### SHORT TASK 1
Answer these questions from the WGF excerpt below.
(a) What is the first variation of E₂ with respect to μ?
(b) At what value of μ does the energy functional F(μ) reach its minimum?
(c) Which method is used to investigate the numerical solution of Equation 5?

### EXCERPT TO READ
%%

Note E₂ is the energy functional of a pure Brownian motion (e.g., U(θ) = 0 in Equation 7). According to Equation (5), the first variation of functional E₁ and E₂ can be calculated as:

\begin{array}{l} \frac{δ E_{1}}{δ μ} = - Q, \frac{δ E_{2}}{δ μ} = log μ + 1 . & (8) \end{array}

Substituting Equations (8) into (5) yields the specific PDE form of the WGF. The energy functional F(μ) defines a landscape determined by $D_{s}$ , whose minimum is obtained at μ = p_θ.

3.2. A Numerical Solution of WGFs

To solve the above WGF problem (Equation 5) we proposed to use particles, approximating μ with M particles ${θ^{i}}_{i = 1}^{M}$ as

\begin{array}{l} μ^{(h)} \approx \frac{1}{M} \sum_{i = 1}^{M} δ_{θ^{i}}, & (9) \end{array}

where δ_{θ_k} is a delta function with a spike at θ_k. Consequently, solving for the optimal μ is equivalent to updating the particles. We investigate the numerical solution to solve (Equation 5) via the discrete-gradient-flow method.

%%

Data listing:
%%

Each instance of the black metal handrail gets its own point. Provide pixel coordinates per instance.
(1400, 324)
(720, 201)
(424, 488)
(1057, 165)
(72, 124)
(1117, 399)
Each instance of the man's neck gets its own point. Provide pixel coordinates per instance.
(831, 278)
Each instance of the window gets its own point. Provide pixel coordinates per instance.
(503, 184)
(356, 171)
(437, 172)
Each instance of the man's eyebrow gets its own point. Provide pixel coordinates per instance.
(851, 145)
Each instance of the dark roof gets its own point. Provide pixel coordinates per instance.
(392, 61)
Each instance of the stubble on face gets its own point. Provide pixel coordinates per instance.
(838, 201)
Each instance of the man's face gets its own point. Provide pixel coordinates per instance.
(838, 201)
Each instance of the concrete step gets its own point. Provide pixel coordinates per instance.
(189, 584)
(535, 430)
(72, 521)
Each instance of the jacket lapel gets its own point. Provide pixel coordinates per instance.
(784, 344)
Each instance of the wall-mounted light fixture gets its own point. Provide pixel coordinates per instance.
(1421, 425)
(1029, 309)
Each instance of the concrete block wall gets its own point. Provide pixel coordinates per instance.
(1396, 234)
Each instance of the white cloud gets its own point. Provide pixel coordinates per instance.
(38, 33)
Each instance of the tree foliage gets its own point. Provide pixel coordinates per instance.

%%

### SHORT TASK 2
Duplicate the lines of the records starting at the line containing "Each instance of the wall-mounted" and ending at the last line of the records, both included.

### FULL SOLUTION 1
(a) log μ + 1
(b) μ = p_θ
(c) The discrete-gradient-flow method

### FULL SOLUTION 2
Each instance of the wall-mounted light fixture gets its own point. Provide pixel coordinates per instance.
(1421, 425)
(1029, 309)
Each instance of the concrete block wall gets its own point. Provide pixel coordinates per instance.
(1396, 234)
Each instance of the white cloud gets its own point. Provide pixel coordinates per instance.
(38, 33)
Each instance of the tree foliage gets its own point. Provide pixel coordinates per instance.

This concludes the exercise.